_Directions:_ Write out exactly the lines below that run from the one containing "Question. Provide a point on each instance of the cream" through the one containing "Query: turquoise bead necklace", both included, with no other lines.

_Record set:_
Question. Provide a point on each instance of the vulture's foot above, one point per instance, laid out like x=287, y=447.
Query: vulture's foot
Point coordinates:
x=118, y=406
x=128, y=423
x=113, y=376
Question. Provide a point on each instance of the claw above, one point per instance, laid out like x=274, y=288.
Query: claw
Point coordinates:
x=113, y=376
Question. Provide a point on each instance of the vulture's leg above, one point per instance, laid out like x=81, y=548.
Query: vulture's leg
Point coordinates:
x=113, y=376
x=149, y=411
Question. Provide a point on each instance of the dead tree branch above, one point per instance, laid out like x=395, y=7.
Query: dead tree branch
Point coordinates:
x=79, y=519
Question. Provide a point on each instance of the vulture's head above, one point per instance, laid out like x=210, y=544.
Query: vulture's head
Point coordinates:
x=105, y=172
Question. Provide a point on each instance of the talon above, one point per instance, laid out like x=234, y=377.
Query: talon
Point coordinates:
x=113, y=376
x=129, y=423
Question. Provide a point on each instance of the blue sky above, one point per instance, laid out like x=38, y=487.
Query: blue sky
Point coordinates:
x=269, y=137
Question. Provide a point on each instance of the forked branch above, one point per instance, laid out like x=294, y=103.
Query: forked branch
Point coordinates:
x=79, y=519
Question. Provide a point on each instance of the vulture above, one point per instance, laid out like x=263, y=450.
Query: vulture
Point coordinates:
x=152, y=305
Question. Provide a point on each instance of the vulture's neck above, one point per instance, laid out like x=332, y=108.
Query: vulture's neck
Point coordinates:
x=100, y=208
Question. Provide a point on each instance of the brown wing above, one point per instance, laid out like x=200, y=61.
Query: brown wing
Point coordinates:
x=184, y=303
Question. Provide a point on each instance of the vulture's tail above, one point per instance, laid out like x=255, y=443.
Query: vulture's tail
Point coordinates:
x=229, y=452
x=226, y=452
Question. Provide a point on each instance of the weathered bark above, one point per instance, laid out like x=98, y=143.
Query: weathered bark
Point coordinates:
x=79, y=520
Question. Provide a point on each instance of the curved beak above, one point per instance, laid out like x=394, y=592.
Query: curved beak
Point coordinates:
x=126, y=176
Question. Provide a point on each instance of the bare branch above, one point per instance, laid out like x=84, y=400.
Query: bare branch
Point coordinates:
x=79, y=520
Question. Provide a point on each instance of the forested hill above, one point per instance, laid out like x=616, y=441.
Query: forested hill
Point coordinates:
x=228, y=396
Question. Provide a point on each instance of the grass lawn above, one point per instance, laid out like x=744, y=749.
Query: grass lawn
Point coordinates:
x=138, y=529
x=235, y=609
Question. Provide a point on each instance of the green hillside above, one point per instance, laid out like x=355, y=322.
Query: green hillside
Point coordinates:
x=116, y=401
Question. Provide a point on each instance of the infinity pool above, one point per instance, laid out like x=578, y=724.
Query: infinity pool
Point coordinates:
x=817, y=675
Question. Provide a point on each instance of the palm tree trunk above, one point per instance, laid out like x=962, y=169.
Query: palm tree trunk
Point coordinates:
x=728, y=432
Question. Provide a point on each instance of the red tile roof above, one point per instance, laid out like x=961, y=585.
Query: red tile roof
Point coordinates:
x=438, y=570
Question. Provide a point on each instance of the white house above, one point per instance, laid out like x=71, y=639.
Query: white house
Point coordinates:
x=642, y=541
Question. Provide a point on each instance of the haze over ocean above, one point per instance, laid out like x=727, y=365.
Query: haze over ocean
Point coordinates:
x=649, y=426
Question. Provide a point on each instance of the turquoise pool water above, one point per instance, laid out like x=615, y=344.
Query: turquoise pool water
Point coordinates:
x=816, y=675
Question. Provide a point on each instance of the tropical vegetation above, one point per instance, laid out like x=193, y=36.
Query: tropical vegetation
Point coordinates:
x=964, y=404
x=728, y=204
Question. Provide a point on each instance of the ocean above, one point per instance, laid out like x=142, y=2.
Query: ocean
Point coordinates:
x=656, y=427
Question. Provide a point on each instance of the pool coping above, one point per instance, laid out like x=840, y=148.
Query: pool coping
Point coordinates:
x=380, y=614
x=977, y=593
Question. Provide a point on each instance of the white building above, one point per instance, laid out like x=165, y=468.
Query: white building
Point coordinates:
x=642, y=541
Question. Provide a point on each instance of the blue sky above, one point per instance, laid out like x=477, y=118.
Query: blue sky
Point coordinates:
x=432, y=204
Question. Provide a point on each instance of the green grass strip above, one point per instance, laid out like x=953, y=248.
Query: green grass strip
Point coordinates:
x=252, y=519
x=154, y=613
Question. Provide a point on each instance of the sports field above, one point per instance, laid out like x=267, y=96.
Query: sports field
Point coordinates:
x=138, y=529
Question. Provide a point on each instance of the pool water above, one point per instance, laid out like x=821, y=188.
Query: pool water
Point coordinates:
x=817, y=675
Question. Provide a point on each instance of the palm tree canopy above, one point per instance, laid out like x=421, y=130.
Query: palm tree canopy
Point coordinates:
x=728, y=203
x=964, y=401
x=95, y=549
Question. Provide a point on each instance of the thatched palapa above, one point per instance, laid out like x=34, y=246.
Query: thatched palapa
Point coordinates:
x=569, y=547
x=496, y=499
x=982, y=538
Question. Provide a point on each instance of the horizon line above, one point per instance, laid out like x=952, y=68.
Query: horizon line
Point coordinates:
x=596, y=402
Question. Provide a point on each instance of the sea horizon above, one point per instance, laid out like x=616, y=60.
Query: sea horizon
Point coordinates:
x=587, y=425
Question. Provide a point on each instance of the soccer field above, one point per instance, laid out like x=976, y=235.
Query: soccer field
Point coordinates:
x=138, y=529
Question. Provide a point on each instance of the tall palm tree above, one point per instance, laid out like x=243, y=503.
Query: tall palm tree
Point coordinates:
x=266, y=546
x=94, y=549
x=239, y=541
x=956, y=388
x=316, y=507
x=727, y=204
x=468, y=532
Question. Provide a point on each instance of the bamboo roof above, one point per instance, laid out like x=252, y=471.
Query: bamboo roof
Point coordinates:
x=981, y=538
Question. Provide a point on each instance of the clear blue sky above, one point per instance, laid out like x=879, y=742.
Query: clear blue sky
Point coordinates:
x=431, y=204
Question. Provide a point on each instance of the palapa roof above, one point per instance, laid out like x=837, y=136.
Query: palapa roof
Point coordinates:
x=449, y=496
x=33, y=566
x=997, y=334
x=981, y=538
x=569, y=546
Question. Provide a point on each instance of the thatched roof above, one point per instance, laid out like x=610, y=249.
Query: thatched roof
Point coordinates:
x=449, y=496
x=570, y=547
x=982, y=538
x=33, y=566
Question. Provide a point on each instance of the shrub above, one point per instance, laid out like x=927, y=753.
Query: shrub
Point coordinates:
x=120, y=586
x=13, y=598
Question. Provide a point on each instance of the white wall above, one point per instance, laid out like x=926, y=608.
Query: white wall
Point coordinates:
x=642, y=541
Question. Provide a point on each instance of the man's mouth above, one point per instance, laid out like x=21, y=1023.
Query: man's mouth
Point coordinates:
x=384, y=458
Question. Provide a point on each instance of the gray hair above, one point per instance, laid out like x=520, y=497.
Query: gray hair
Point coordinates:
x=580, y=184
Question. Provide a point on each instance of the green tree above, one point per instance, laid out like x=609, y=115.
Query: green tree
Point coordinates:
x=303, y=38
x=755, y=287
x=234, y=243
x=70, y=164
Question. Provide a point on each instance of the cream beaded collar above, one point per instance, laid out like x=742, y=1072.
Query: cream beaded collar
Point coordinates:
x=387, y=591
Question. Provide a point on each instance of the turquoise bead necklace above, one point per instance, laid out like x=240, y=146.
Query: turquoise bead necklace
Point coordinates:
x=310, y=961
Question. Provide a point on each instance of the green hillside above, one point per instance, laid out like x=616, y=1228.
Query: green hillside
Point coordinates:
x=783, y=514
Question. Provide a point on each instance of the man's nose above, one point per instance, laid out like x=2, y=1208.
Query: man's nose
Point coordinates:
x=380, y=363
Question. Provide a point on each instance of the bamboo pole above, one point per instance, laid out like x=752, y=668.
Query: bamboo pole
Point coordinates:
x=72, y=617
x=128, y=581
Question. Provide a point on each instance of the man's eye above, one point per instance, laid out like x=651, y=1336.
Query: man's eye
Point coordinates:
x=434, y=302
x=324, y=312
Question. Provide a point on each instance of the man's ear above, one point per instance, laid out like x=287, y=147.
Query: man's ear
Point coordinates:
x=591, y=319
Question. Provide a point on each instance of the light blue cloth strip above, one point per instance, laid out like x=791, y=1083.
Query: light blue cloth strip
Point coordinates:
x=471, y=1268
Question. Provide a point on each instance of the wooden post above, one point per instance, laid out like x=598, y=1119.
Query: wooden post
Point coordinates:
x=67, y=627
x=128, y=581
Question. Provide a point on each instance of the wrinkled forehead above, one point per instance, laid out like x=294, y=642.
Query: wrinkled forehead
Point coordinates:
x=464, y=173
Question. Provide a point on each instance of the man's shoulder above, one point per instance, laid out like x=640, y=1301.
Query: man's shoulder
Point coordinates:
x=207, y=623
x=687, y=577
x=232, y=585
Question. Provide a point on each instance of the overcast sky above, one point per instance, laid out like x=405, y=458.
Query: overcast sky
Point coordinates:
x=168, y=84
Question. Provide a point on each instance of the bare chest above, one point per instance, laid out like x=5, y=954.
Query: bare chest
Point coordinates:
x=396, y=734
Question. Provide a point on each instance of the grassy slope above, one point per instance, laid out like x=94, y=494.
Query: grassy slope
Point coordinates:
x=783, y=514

_Solution to this task:_
Question. Provide a point on each instance of the cream beaded collar above, one point per instance, laid out like x=742, y=1072.
Query: cream beaded collar
Point coordinates:
x=387, y=591
Question. Provide a point on each instance of the turquoise bead necklace above, one point per instance, laid out like x=240, y=146.
Query: turquoise bead necklace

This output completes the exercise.